* _Source document_:
[Begin]

One day my mom finally asked me a good question: "Helena, are you afraid of success?"
Interesting...
What would it mean to be successful? Doing something like this? Sharing my heart and soul with people who may not even give a shit?
Or does it mean something else? Like giving up the possibility of hearing gurgles and "goo, goo's, and ga, ga's;" of getting married and settling down in the suburbs and replacing trips around the world with trips to the supermarket.
I want to be an artist and travel the world. Maybe even go back to school to get a Master's Degree one day. I write what I know and sometimes that means writing within the family - writing about very personal things.
But even a career would require settling down at some point. Can I do that?
Take my relationship status for instance. I've had 3 unstable relationships with men I knew it'd never really work with. I don't think I need to paint a picture of what that says about me, I think we all get the "jist."
Sure, there were times I thought about marriage and being the mama hen - working minimum-wage for the rest of my life, settling down in Oakland County, MI, and having babies. My love for them would consume us and they'd live happily ever after. And I'd be happy I made them happy.
But there was always that gut feeling deep-down, far, way in the back of my mind that knew what I was doing.
Lord don't let me lonely...

[End]

* _Supplied material_:
[Begin]

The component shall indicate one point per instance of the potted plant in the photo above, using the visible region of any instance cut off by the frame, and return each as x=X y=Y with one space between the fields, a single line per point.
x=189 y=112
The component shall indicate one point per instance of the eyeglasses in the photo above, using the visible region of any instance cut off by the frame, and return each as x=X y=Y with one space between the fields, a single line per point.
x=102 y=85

[End]

* _Set exercise A_: Rewrite the essay on fear of success from "Interesting..." through "very personal things.", with "supermarket" changed to "grocery store".
* _Set exercise B_:
Answer these from the essay on fear of success:
(i) What question did the writer's mom ask?
(ii) How many unstable relationships has the writer had?
(iii) Where did the writer imagine settling down?

* _Complete response A_:
Interesting...
What would it mean to be successful? Doing something like this? Sharing my heart and soul with people who may not even give a shit?
Or does it mean something else? Like giving up the possibility of hearing gurgles and "goo, goo's, and ga, ga's;" of getting married and settling down in the suburbs and replacing trips around the world with trips to the grocery store.
I want to be an artist and travel the world. Maybe even go back to school to get a Master's Degree one day. I write what I know and sometimes that means writing within the family - writing about very personal things.

* _Complete response B_:
(i) "Helena, are you afraid of success?"
(ii) 3
(iii) Oakland County, MI